◆ Your goal:
Starting with the line that contains "the stone building", copy each line exactly through the end of the listing, and omit all pictures.
Top of Provided information
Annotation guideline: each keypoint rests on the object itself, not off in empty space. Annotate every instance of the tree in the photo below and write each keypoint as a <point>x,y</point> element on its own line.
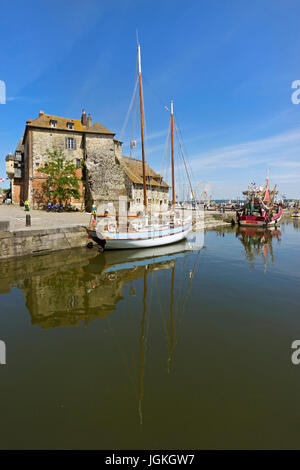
<point>62,182</point>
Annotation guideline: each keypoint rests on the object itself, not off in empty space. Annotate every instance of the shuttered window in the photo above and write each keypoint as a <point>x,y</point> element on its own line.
<point>70,143</point>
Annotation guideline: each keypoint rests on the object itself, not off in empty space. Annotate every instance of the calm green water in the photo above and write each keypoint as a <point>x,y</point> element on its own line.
<point>188,349</point>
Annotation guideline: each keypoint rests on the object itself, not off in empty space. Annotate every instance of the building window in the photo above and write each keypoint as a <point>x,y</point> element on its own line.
<point>70,143</point>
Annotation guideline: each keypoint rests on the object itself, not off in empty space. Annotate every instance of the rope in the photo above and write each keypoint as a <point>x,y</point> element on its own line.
<point>129,110</point>
<point>185,165</point>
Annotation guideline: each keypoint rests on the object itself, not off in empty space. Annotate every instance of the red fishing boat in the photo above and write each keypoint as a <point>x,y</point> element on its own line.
<point>260,208</point>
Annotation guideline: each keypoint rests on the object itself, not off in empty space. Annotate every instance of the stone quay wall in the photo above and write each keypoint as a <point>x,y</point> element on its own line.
<point>35,242</point>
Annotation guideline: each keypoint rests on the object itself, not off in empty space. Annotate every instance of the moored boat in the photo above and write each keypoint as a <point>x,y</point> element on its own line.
<point>260,208</point>
<point>143,232</point>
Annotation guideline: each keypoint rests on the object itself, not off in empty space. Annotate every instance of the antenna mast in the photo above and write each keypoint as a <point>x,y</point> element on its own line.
<point>142,126</point>
<point>172,153</point>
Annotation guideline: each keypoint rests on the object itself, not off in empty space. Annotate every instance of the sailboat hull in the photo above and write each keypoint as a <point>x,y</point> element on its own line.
<point>130,240</point>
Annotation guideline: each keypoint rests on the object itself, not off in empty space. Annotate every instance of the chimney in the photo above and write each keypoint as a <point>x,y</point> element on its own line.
<point>89,121</point>
<point>83,118</point>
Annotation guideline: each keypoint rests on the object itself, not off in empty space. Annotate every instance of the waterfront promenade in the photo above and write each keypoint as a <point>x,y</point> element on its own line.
<point>40,219</point>
<point>52,231</point>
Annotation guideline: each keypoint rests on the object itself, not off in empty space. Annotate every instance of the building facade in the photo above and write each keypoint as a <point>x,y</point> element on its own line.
<point>103,173</point>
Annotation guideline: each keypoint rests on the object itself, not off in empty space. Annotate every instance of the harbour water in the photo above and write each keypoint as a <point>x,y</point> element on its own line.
<point>187,349</point>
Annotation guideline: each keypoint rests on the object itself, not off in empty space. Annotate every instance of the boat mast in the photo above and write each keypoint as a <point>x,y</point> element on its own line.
<point>142,126</point>
<point>172,153</point>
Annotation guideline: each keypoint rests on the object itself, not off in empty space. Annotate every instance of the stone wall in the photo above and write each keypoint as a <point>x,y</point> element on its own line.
<point>32,242</point>
<point>156,195</point>
<point>43,140</point>
<point>105,177</point>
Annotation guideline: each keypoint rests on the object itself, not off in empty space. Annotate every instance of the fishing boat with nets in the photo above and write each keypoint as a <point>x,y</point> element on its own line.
<point>260,208</point>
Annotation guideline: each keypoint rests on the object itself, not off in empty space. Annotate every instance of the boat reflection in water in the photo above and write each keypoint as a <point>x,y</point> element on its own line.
<point>69,289</point>
<point>258,242</point>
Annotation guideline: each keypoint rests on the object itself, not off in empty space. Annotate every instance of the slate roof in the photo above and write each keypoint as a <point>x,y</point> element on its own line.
<point>134,170</point>
<point>44,122</point>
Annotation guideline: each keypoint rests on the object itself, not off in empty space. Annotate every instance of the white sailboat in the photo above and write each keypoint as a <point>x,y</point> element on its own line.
<point>147,230</point>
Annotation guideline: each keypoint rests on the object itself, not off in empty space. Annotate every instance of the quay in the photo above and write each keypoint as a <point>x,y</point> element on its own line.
<point>52,232</point>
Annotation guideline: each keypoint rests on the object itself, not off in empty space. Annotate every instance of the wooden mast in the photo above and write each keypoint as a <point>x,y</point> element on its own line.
<point>172,154</point>
<point>142,127</point>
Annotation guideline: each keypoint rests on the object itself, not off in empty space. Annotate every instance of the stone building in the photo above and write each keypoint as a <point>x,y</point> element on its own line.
<point>103,172</point>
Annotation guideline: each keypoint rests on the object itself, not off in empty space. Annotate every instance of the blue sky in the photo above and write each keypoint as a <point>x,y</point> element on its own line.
<point>227,64</point>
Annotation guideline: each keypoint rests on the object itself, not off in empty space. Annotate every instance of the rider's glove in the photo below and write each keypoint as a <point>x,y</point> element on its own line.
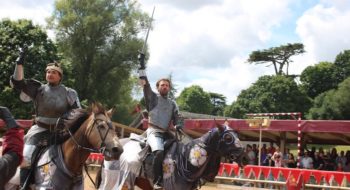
Bottom of Provided information
◆ Answer below:
Annotation guideline: each keypoint rests on the object itself, not off in empty space. Annotate every instance of the stone building in the photo above and write each keypoint as a <point>x,y</point> element on its own line.
<point>103,172</point>
Annotation guideline: each keypoint rests on the object itself, not off in empty space. Annotate every instance of the blue sky in the photo above and write each keypoint as a <point>x,y</point> element on its own line.
<point>227,64</point>
Annotation guideline: each keypoint rests on the object itself, not off in empty space. Annotate every instance of the rider's glove in the photo below and write each keypoint as a <point>x,y</point> element on its own line.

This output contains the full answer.